# STATED EXERCISE:
Your task is to repeat the listing exactly.

# GIVEN RECORDS:
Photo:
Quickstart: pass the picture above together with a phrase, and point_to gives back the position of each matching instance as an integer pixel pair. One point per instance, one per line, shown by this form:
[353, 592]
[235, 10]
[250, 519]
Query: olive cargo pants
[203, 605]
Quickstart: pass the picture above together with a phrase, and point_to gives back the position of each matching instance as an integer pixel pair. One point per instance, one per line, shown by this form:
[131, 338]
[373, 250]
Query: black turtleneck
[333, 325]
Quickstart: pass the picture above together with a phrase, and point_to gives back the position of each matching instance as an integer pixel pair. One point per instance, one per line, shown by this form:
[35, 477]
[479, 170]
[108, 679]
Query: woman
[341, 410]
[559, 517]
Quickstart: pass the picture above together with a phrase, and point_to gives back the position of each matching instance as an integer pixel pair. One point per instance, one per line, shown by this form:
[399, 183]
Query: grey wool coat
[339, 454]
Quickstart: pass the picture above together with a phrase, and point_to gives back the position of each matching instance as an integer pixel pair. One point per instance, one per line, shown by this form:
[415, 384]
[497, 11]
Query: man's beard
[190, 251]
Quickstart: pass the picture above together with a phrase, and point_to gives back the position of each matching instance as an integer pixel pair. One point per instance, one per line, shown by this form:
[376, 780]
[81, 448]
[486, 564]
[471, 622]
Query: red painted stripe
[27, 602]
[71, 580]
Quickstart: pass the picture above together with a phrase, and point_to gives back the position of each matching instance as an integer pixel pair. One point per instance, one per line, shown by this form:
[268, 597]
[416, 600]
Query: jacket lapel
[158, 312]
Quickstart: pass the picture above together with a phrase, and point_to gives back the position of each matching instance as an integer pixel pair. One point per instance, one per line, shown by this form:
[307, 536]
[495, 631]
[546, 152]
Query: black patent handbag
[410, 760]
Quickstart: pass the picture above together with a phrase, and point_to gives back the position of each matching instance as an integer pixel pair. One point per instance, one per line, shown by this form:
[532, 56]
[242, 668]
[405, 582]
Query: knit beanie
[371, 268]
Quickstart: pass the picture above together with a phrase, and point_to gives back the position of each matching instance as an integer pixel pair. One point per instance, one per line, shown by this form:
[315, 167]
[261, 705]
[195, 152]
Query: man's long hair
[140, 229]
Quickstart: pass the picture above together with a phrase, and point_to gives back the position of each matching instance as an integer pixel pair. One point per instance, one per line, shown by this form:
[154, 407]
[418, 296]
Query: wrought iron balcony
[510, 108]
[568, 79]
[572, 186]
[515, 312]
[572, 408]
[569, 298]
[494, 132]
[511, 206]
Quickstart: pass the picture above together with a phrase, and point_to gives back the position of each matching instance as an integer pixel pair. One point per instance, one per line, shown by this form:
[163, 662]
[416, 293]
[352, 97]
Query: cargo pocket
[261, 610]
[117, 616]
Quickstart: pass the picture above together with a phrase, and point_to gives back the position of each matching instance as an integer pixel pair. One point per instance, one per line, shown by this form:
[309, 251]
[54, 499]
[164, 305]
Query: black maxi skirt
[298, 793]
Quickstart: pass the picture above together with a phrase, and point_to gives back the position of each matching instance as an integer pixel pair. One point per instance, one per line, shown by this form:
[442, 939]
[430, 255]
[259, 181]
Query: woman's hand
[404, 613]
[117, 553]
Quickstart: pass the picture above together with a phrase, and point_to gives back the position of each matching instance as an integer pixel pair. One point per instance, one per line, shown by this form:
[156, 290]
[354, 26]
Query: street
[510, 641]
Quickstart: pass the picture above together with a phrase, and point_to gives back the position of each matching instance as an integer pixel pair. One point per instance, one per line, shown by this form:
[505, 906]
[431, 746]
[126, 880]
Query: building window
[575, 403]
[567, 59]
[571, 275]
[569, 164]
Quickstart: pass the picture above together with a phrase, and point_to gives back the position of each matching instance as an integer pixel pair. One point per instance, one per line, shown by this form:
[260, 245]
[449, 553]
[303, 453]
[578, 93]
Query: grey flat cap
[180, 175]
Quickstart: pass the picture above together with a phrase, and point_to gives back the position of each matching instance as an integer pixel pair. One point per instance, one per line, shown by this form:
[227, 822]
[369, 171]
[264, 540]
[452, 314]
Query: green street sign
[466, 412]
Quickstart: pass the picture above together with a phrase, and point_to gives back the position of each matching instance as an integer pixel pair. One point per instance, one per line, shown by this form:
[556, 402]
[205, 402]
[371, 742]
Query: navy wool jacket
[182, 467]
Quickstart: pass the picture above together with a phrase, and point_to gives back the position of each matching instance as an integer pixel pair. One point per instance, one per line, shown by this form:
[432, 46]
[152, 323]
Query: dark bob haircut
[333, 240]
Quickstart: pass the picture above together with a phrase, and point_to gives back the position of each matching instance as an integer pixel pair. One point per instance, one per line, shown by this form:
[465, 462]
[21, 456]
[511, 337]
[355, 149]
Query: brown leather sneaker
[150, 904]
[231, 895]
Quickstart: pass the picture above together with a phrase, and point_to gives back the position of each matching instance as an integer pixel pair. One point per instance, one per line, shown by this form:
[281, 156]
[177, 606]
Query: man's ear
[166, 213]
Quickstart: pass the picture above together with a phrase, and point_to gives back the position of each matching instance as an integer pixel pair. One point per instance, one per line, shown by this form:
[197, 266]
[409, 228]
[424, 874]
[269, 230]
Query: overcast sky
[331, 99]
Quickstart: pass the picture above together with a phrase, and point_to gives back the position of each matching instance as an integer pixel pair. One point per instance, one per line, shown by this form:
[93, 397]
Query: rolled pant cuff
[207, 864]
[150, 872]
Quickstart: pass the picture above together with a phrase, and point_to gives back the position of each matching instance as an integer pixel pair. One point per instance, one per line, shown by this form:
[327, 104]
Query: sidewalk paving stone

# WRITTEN RESPONSE:
Photo:
Quickstart: pass the picture above together with a phrase, and point_to gives back the position of each matching instance as an integer pixel pair. One point per instance, one per line, shown by this form:
[353, 592]
[235, 10]
[250, 519]
Query: olive cargo pants
[203, 605]
Quickstart: pass the picture above together with a phrase, and point_to gives back the position of each matching instance as an integer pixel pair. One point per instance, one per line, shown by this form:
[131, 338]
[373, 250]
Query: black turtleneck
[333, 325]
Quickstart: pass the picture above together with a phrase, and point_to gives back the position of each matching instance as an integer pixel pair. One point per instance, one per line, shown by this form:
[35, 477]
[479, 170]
[108, 679]
Query: woman
[341, 410]
[559, 517]
Quickstart: pass the picture above together with a phrase, and point_to gives back the position of each matching instance as an integer pixel pair. One point per instance, one per line, shown by this form:
[399, 183]
Query: grey wool coat
[339, 454]
Quickstart: pass the picture above together with a phrase, and point_to gives back the position of each matching instance as an integer pixel pair. One point per instance, one per line, shown by this form:
[415, 384]
[497, 11]
Query: man's beard
[190, 251]
Quickstart: pass the picture above together with a phrase, and point_to gives back the position of each matching instance as an integer pixel pair. One point per instance, one per line, shown by this form:
[376, 780]
[81, 448]
[486, 564]
[471, 622]
Query: red painted stripe
[27, 602]
[71, 580]
Quickstart: pass the picture above together with a phrase, and point_to gives back the position of each matching instance as an integer pixel pair. One point per instance, one per line, shown by this form:
[268, 597]
[416, 600]
Query: jacket lapel
[158, 312]
Quickstart: pass the picture above together with a phrase, and point_to gives back the position of each matching instance as an integer pixel pair. One point per instance, one per line, shown by this form:
[307, 536]
[495, 631]
[546, 152]
Query: black patent handbag
[410, 760]
Quickstart: pass the picture above together with a phrase, and point_to gives back the position of each matching instance as an integer pixel pair. One point per instance, one per line, shown by this form:
[532, 56]
[242, 668]
[405, 582]
Query: knit beanie
[371, 268]
Quickstart: pass the picture above together with a phrase, and point_to gives back the position of each matching instance as an integer pixel pair. One point per instance, one per line, shown by this form:
[315, 167]
[261, 705]
[195, 152]
Query: man's long hair
[140, 229]
Quickstart: pass the picture above together with a phrase, and point_to gives back the position of each matching instance as an integer pixel pair. One point per instance, one per line, shown by this form:
[154, 407]
[418, 296]
Query: wrought iron balcony
[510, 108]
[568, 79]
[572, 186]
[515, 312]
[572, 408]
[569, 298]
[494, 132]
[511, 206]
Quickstart: pass the picture above together with a phrase, and point_to gives back the position of each matching instance as an integer pixel pair. One point per instance, one per line, shown by this form:
[163, 662]
[416, 293]
[352, 97]
Query: cargo pocket
[261, 610]
[117, 616]
Quickstart: pass the picture above together with a phrase, and point_to gives back the position of each matching instance as an integer pixel pair. One point per instance, one per line, shown by this form:
[309, 251]
[54, 499]
[164, 305]
Query: black maxi skirt
[298, 793]
Quickstart: pass the picture above together with a phrase, and point_to gives back the position of each matching instance as an integer pixel pair. One point per instance, one per line, shown by this form:
[442, 939]
[430, 255]
[259, 181]
Query: woman's hand
[404, 613]
[117, 553]
Quickstart: pass the picture above together with a phrase, and point_to gives back the position of each matching instance as an integer pixel pair. One point per instance, one per line, shown by this form:
[156, 290]
[354, 26]
Query: street
[510, 641]
Quickstart: pass the picture above together with a phrase, and point_to gives back the position of each matching instance as an integer pixel pair. One point per instance, one per line, shown by this form:
[505, 906]
[431, 746]
[126, 880]
Query: building window
[575, 403]
[567, 59]
[571, 275]
[569, 164]
Quickstart: pass the picture above together with a phrase, and point_to gives back the position of each matching instance as an integer pixel pair. One point per instance, one per line, shown by this form:
[260, 245]
[449, 553]
[303, 453]
[578, 93]
Query: grey flat cap
[180, 175]
Quickstart: pass the picture above together with a phrase, and point_to gives back the position of each matching instance as an integer pixel pair. One point per instance, one per line, shown by this form:
[227, 822]
[369, 171]
[264, 540]
[452, 314]
Query: green street sign
[466, 412]
Quickstart: pass the picture above together with a phrase, and point_to gives back the position of each matching instance as an integer pixel pair. One point per instance, one per line, shown by this form:
[556, 402]
[205, 402]
[371, 742]
Query: navy wool jacket
[182, 467]
Quickstart: pass the picture above together with a phrase, and point_to gives back the position of each matching instance as an integer pixel pair. One point per instance, one per line, shown by this form:
[432, 46]
[152, 323]
Query: dark bob haircut
[333, 240]
Quickstart: pass the picture above together with a phrase, and point_to gives back the position of each matching instance as an integer pixel pair. One point per instance, one per line, shown by this form:
[465, 462]
[21, 456]
[511, 337]
[355, 149]
Query: brown leather sneaker
[150, 904]
[231, 895]
Quickstart: pass the picture above together with a phrase, and point_to gives back the position of each matching instance as an integer pixel pair. One point per instance, one per line, shown by this form:
[281, 156]
[177, 606]
Query: man's ear
[166, 213]
Quickstart: pass the picture above together with a phrase, and point_to gives back the position of each matching instance as an integer pixel pair. One point per instance, one per line, shown by this form:
[197, 266]
[409, 228]
[424, 874]
[269, 230]
Query: overcast sky
[331, 99]
Quickstart: pass the picture above together with a phrase, and point_to gives back the position of each matching instance as an integer pixel pair. One point per instance, one per line, shown by this form:
[93, 397]
Query: rolled pant cuff
[207, 864]
[150, 872]
Quickstart: pass the picture above together with a phrase, and point_to gives back the position of each matching instance as an integer pixel pair. One point per instance, one per line, shown by this form:
[327, 104]
Query: sidewalk paving stone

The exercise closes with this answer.